> _Required action_
Reproduce the material that follows exactly, with no line left out.

> _Records_
====================
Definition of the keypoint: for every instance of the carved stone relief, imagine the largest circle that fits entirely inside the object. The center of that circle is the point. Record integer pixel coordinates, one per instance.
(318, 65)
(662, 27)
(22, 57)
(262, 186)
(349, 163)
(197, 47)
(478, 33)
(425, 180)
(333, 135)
====================
> _Finished task_
Definition of the keypoint: for every instance of the carved stone relief, imagine the largest circle that fits entirely inside the object. The center of that circle is the point. Record integer pixel coordinates, one per instance.
(318, 65)
(662, 27)
(22, 57)
(262, 186)
(349, 163)
(197, 47)
(478, 33)
(425, 180)
(333, 135)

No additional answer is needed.